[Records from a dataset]
BEGIN

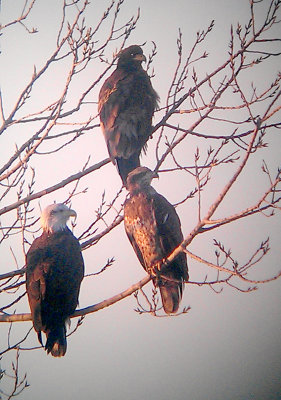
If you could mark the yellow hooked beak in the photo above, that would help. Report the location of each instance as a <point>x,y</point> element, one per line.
<point>140,57</point>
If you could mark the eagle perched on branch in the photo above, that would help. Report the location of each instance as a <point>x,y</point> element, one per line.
<point>54,272</point>
<point>154,230</point>
<point>127,102</point>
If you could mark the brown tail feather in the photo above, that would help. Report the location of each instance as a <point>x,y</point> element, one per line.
<point>56,342</point>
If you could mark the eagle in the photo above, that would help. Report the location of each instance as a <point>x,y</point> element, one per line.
<point>54,272</point>
<point>154,230</point>
<point>127,102</point>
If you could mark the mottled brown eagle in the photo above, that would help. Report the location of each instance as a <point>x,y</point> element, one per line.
<point>127,102</point>
<point>54,271</point>
<point>154,230</point>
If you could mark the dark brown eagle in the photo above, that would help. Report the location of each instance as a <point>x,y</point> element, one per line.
<point>54,271</point>
<point>154,230</point>
<point>127,102</point>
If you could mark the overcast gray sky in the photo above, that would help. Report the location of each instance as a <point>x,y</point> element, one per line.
<point>228,346</point>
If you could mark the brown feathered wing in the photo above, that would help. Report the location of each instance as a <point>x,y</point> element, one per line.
<point>127,102</point>
<point>154,230</point>
<point>54,273</point>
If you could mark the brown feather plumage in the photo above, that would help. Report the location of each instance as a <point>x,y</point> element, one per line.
<point>54,271</point>
<point>127,102</point>
<point>154,230</point>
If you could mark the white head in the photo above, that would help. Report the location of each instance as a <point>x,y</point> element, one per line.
<point>54,217</point>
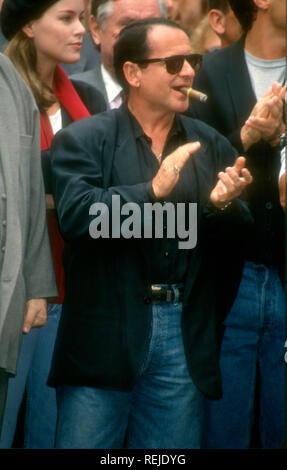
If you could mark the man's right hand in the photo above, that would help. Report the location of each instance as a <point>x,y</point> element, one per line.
<point>265,120</point>
<point>169,171</point>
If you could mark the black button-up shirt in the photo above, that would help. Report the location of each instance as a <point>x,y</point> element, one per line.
<point>168,262</point>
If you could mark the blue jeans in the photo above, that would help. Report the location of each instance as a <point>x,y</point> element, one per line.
<point>253,341</point>
<point>32,374</point>
<point>163,410</point>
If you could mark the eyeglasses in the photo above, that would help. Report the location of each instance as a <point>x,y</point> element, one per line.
<point>174,63</point>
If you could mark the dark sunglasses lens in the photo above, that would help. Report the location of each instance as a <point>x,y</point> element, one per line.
<point>174,64</point>
<point>195,61</point>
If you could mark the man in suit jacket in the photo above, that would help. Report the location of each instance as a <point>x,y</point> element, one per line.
<point>106,20</point>
<point>245,104</point>
<point>137,343</point>
<point>26,269</point>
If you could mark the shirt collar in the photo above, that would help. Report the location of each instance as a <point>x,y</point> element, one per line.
<point>112,87</point>
<point>177,127</point>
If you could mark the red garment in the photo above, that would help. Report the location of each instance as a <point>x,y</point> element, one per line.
<point>70,100</point>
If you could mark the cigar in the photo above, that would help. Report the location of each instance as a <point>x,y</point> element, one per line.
<point>194,94</point>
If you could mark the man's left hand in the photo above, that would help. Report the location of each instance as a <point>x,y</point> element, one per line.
<point>231,183</point>
<point>35,314</point>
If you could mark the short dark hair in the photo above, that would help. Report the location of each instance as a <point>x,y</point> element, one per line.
<point>132,44</point>
<point>245,11</point>
<point>221,5</point>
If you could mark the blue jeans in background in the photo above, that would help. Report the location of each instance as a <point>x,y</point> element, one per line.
<point>253,341</point>
<point>163,410</point>
<point>32,374</point>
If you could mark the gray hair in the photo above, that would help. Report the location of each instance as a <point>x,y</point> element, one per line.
<point>106,8</point>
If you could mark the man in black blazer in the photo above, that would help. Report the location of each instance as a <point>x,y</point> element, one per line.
<point>107,18</point>
<point>138,341</point>
<point>245,104</point>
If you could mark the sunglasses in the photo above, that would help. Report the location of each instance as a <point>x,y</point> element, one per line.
<point>174,63</point>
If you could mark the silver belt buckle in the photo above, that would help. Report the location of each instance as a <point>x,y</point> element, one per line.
<point>155,289</point>
<point>169,295</point>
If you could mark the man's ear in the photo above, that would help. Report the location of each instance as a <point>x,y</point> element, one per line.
<point>95,30</point>
<point>262,4</point>
<point>28,30</point>
<point>217,21</point>
<point>132,74</point>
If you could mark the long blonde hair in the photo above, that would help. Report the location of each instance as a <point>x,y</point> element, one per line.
<point>21,51</point>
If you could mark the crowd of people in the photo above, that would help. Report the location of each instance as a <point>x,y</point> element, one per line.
<point>142,298</point>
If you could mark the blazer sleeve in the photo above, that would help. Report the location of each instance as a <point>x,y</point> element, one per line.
<point>38,264</point>
<point>80,158</point>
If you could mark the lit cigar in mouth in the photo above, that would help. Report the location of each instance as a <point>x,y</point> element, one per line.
<point>194,94</point>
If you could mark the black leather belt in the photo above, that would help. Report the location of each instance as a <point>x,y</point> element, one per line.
<point>164,294</point>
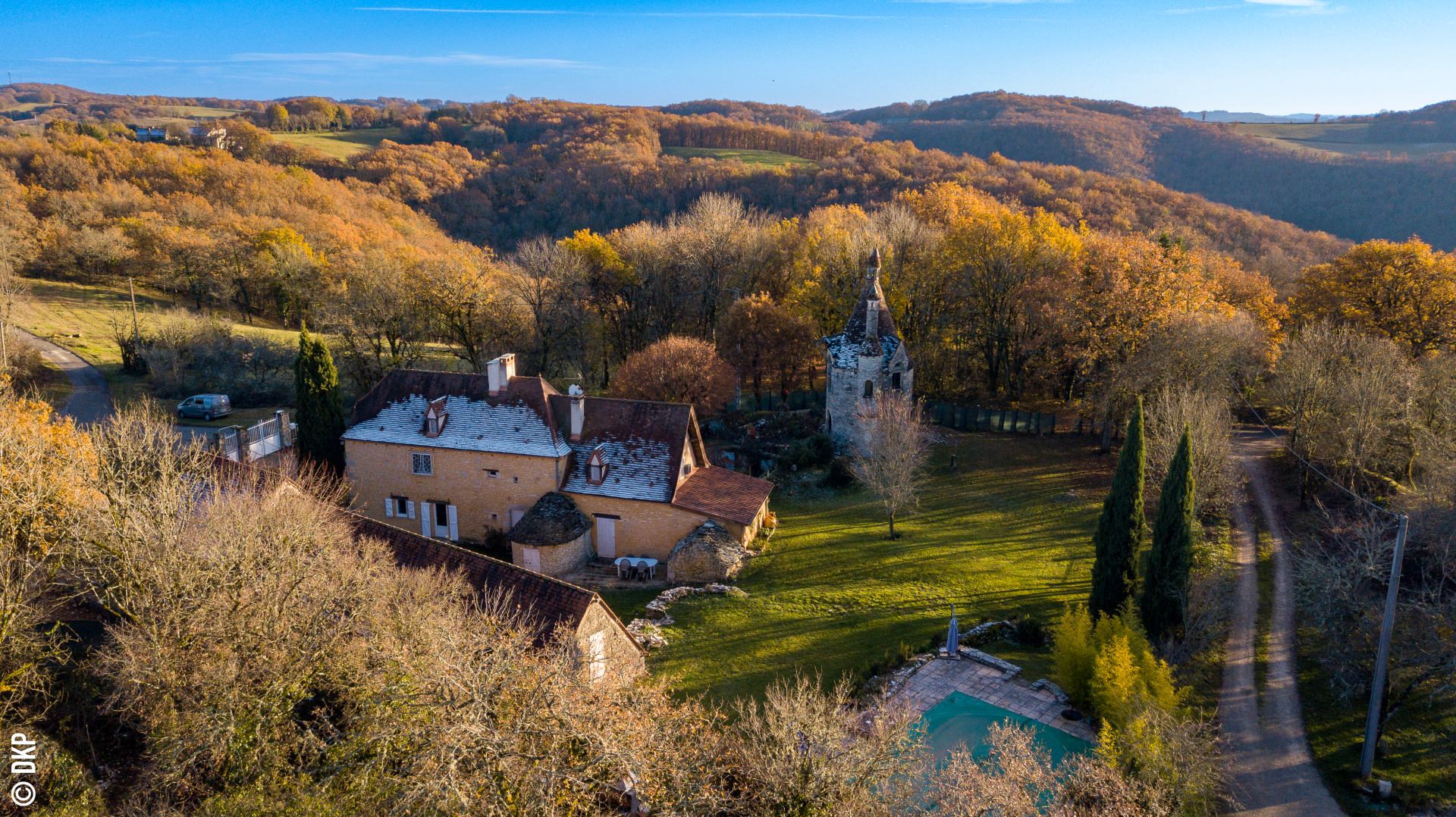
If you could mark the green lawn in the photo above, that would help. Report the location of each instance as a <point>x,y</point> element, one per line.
<point>340,145</point>
<point>79,316</point>
<point>1008,535</point>
<point>1419,747</point>
<point>197,111</point>
<point>758,158</point>
<point>1346,139</point>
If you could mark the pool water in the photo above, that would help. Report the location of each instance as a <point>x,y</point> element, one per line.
<point>960,720</point>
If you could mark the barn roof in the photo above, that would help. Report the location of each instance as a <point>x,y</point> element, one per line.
<point>549,603</point>
<point>724,493</point>
<point>641,442</point>
<point>516,421</point>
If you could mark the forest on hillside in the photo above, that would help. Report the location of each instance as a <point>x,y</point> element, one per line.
<point>1354,197</point>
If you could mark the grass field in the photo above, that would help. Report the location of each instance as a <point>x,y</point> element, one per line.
<point>1011,534</point>
<point>1346,139</point>
<point>1419,746</point>
<point>197,111</point>
<point>756,158</point>
<point>340,145</point>
<point>79,316</point>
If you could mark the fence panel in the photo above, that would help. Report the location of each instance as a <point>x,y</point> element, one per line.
<point>981,418</point>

END

• **WHAT TO DO**:
Please print the data above once more, exactly and without images.

• **SOLVED EXERCISE**:
If you could mark the yellow hooked beak in the photo above, that would help. Report the location of each instance as a <point>x,y</point> element, one per line.
<point>140,57</point>
If you could mark the eagle perched on branch in the photo above, that would help. Report the location of each instance as a <point>x,y</point> element, one per line.
<point>54,272</point>
<point>154,230</point>
<point>127,102</point>
If you could mark the brown tail feather in the photo above, that would help. Report the location of each instance as a <point>x,y</point> element, one per line.
<point>56,342</point>
If you could mark the eagle in the photo above, that would help. Report the location of each instance as a <point>x,y</point> element, one per line.
<point>54,272</point>
<point>154,230</point>
<point>127,102</point>
If you could mark the mottled brown eagle in the photo above, that would help. Report the location of each instance as a <point>x,y</point> element, one per line.
<point>127,102</point>
<point>54,271</point>
<point>154,230</point>
If you could mark the dark brown eagle in the photo above, that would help. Report the location of each instance as a <point>x,y</point> element, one per line.
<point>54,271</point>
<point>154,230</point>
<point>127,102</point>
If you could mark the overcast gray sky in the photo above, that would help. Report the location of each instance as a <point>x,y</point> element, one per line.
<point>228,346</point>
If you could mark the brown feathered wing in the photo above, that would help. Report the location of each instance as a <point>x,y</point> element, one per line.
<point>127,102</point>
<point>154,230</point>
<point>54,273</point>
If you could mark the brown feather plumage in the photo above, that would help. Report the location of each instance as a <point>x,y</point> element, one per line.
<point>54,271</point>
<point>127,102</point>
<point>154,230</point>
If you could mark the white head in the photo above, that would help. Report the location of each instance as a <point>x,y</point> element, one per line.
<point>54,217</point>
If you could mark the man's right hand in the photo above, that would help. Report the location of each instance as a <point>x,y</point> element, one per line.
<point>265,120</point>
<point>169,171</point>
If you could mark the black button-up shirt in the photo above, that would help. Report the location of each instance as a <point>x,y</point> element, one per line.
<point>168,262</point>
If you could mark the blue jeans in the photo above, that would help. Report the location of each instance as a <point>x,y</point> element, one per line.
<point>253,341</point>
<point>32,374</point>
<point>163,410</point>
If you could mark the eyeglasses in the photo above, that would help. Report the location of each instance as a <point>x,y</point> element, one per line.
<point>174,63</point>
If you could mark the dark sunglasses lens in the photo above, that would help. Report the location of each instance as a <point>x,y</point> element, one per line.
<point>174,64</point>
<point>195,61</point>
If you could mark the man in suit jacket in the photo above, that would help. Report the location of each instance as a <point>x,y</point> element, one per line.
<point>106,20</point>
<point>245,104</point>
<point>137,343</point>
<point>26,269</point>
If you could mark the shirt collar in the photo above, that would help. Report the location of each instance as a <point>x,y</point> element, one per line.
<point>112,87</point>
<point>177,127</point>
If you could mark the red garment in the photo above, that would help. Report the location of each instance as a <point>x,y</point> element, one per line.
<point>70,100</point>
If you could mark the cigar in the photo above, that would help. Report the location of each instance as a <point>x,y</point> element, one per line.
<point>194,94</point>
If you could mark the man's left hand in the photo above, that would help. Report the location of each instance as a <point>x,y</point> element, one per line.
<point>231,183</point>
<point>35,314</point>
If you could mark the short dark hair in the photo above, that would help. Report the location of each instance as a <point>x,y</point> element, one per line.
<point>132,44</point>
<point>245,11</point>
<point>221,5</point>
If you could mark the blue jeans in background in the photo above, that would help. Report the location of each instance as a <point>x,y</point> element, one per line.
<point>253,341</point>
<point>163,410</point>
<point>32,374</point>
If you could mark the gray hair in the photo above, that would help. Report the location of each instance as a <point>x,y</point> element, one per line.
<point>106,8</point>
If you could mark the man in black blazer in the photo above, that would help. Report the location of each instance as a <point>x,y</point> element, one per line.
<point>107,18</point>
<point>138,341</point>
<point>245,104</point>
If you could mark the sunglasses in the photo above, that would help. Report the location of each instance as a <point>x,y</point> element, one per line.
<point>174,63</point>
If you could mark the silver belt buckle in the photo above, that would help. Report the location of each instance as a <point>x,y</point> element, one per line.
<point>155,289</point>
<point>169,295</point>
If you could mark the man's ear in the photo above, that would help. Report the location of each instance as a <point>x,y</point> element, one per line.
<point>95,30</point>
<point>262,4</point>
<point>28,30</point>
<point>217,21</point>
<point>132,74</point>
If you could mark the long blonde hair in the photo above, that would help. Report the location of each instance as a <point>x,y</point> element, one per line.
<point>21,51</point>
If you could mark the crowd of people in the photo above, that would help. Report the location of each instance as a <point>x,y</point> element, one per line.
<point>142,298</point>
If you could mark the blazer sleeve in the photo above, that would help. Report the location of each instance as a <point>x,y</point> element, one per line.
<point>38,264</point>
<point>80,158</point>
If you could mark the lit cigar in mouth in the photo above, that would help. Report the location of each instance as a <point>x,y</point> element, one per line.
<point>194,94</point>
If you could mark the black leather belt in the photo above, that would help. Report the location of each instance as a <point>x,y</point> element, one per line.
<point>164,294</point>
If you could mark the green lawn in the photo above, that would help. Report the location of each instance as a <point>x,y</point> element, one per line.
<point>340,145</point>
<point>79,316</point>
<point>1008,535</point>
<point>1419,747</point>
<point>197,111</point>
<point>758,158</point>
<point>1346,139</point>
If you could mark the pool water in the photo above, that would help. Report the location of each instance as a <point>x,y</point> element, one per line.
<point>960,720</point>
If you could mark the barn roof in the photo above, that would help. Report the location of each instance as a <point>x,y</point> element, one per line.
<point>549,603</point>
<point>724,493</point>
<point>641,442</point>
<point>516,421</point>
If you could mark the forest on hillside in the photo above, that would help. Report the location of each instance as a <point>x,y</point> element, one per line.
<point>1354,197</point>
If you could mark the grass field in the photo above, that would help. Report the location of each instance as a <point>x,y</point> element, one per line.
<point>1011,534</point>
<point>1346,139</point>
<point>1419,746</point>
<point>197,111</point>
<point>756,158</point>
<point>340,145</point>
<point>79,316</point>
If you could mark the fence panel in the photo above, that would help. Report the location of each instance as a <point>x,y</point> element, one per line.
<point>981,418</point>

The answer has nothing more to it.